_WHAT IS BEING ASKED_: How would the venture fund planning text below go on after its final sentence? Write what follows.
Start GIVEN TEXT
To determine your ideal fund size, start by researching funds with goals and benchmarks like yours to see how they’re faring. You may also want to research successful funds across a handful of different industries and sectors, including real estate and tech, to see what works.
Number of investments and target ownership
Once you’ve settled on a fund size, the next step is to outline the stage, sectors, and types of founders you’ll invest in. Articulating your investment focus doesn’t just help you to narrow your aim and convince the right LPs to get on board, it also makes it easier for founders to self-qualify and approach you for guidance.
This is the classic tradeoff between diversification and concentration. For venture capitalists, one of the biggest determinants of fund performance is having enough "shots on goal." This diversification strategy is reflected in how funds of different sizes build their model portfolios. For example, data from the 2019 vintage shows a significant gap in the median number of investments: The median fund larger than $100 million invested in 42 companies, while the median fund between $1 million and $10 million made just 18 investments.
When you’re defining your focus, consider the following:
Industry: Which sectors are you interested in? Do you plan to target a specific industry like healthcare, or focus on similar companies across a handful of different industries?
Stage: At what point in a company’s lifecycle do you want to invest and offer guidance? If you’re interested in being a sounding board for founders who are just getting started, you might want to invest at the seed stage. However, if you prefer to work with companies that already have steady revenue and an established business model, you’ll probably want to jump in at a later stage.
Geography: Where are the companies you’ll be investing in? What particular challenges and assets do they have because of where they operate? You may choose to invest in local companies if you already have a network of contacts nearby. On the other hand, if you’re open to traveling or want to capitalize on lesser-known markets, you may want to expand your reach.
Depending on your investment goals, you might have other criteria to look at, like a company’s ESG impact, environmental influence, or commitment to diversity, equity, and inclusion (DEI).

Scenario modeling
Do a pricing model to map out your fund’s potential financial constraints and growth. What size investments do you plan to make? How many investments do you need to make over the course of a year to generate significant returns? What about over the life of the fund? Plugging in possible numbers and scenarios will give you a better idea of the fund size that makes the most sense for you and your level of risk tolerance.
Follow-on strategy and reserve capital
Reserve capital is the portion of the fund set aside for future investments in existing portfolio companies, called follow-on investments. The strategic debate is whether to use reserves to double down on your best-performing companies or to deploy all your capital into new initial investments. Using Fund Forecasting software helps firms like Starport Capital model these different strategies to see the potential impact on fund returns and make data-driven decisions.
Capital recycling
This is the practice of reinvesting the proceeds from early exits back into new investments. While it can increase a fund's investable capital, data on fund spending suggests that significant recycling during the investment period is less common than often assumed. For example, after eight years, the median fund from the 2017 vintage had spent a total of 106% of its committed capital—87% on investments and 19% on fees and expenses. This indicates that while some funds have recycled capital, the median amount is modest, providing a realistic benchmark for new managers and helping to temper overly optimistic financial modeling assumptions.
End GIVEN TEXT
Start INFORMATION SHOWN
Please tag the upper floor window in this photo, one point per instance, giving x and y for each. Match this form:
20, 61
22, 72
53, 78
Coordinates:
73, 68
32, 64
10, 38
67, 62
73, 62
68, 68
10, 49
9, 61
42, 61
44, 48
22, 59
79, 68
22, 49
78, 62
End INFORMATION SHOWN
_REPLY TO THE TASK_:
Explore alternative liquidity paths
Managing a portfolio over a decade-long fund life means that providing liquidity for your LPs is a constant strategic consideration. While traditional exits like IPOs or acquisitions are the primary goal, market conditions can shift. Understanding alternative liquidity paths is crucial for modern fund managers. One increasingly popular strategy is the GP-led secondary, which can help you deliver returns to investors and better manage your portfolio's timeline.
From construction to management: Tracking fund performance
It's important to distinguish between portfolio construction and portfolio management. Portfolio construction is the plan you create before you invest, while portfolio management is the ongoing process of tracking your performance against that plan. Your initial model is a hypothesis; portfolio management is the process of testing that hypothesis against reality.
Effective portfolio management requires a single source of truth where actual investment data—like cash flows and valuations—is continuously updated. This allows you to see if you are on track with your deployment schedule and how the fund's projected returns are evolving.
For firms like Trust Fund, moving beyond a static, initial plan was key. Trust Fund uses Fund Forecasting to build dynamic models that evolve with the fund, giving them a live view of performance.
This real-time feedback loop is invaluable. It allows you to make more informed decisions about follow-on investments, manage your cash reserves, and communicate more effectively with your LPs about how the fund is progressing.
Building a defensible fund strategy with an integrated platform
A thoughtful portfolio construction plan is necessary, but it's not sufficient for success in today's competitive market. To truly build an institutional-grade firm, you need an integrated technology platform that connects your strategic model to your daily fund operations. This creates a seamless system where your plan informs your actions, and your actions update your plan.
Carta provides this unified platform. It creates a seamless workflow from planning with Fund Forecasting, to launching the fund with Fund Formations or SPVs, to running the back office with Carta Fund Administration. This integrated approach provides the control, visibility, and efficiency that both managers and their LPs demand, turning fund administration from a cost center into a strategic advantage.
When your strategy, operations, and reporting are all connected on a single platform, you can focus on what you do best: finding and supporting the next generation of great companies.
Speak to an expert to learn how Carta can help you launch your fund with a seamless, integrated solution.

Frequently asked questions about portfolio construction
What is a good return for a VC fund?
LPs typically look for a fund to return a multiple of their invested capital. While a total value to paid-in capital (TVPI) of 3x is often considered the mark of exemplary performance, data on more mature funds provides a realistic benchmark. For example, recent VC fund performance data shows that among funds from the 2017 vintage, the median net TVPI is 1.76x, while funds in the 75th percentile reached a 2.27x multiple.
How can I build an investment track record before raising a fund?
While angel investing is one path, launching a special purpose vehicle (SPV) is a professional and scalable way to build a verifiable track record.
How does the power law impact venture portfolio construction?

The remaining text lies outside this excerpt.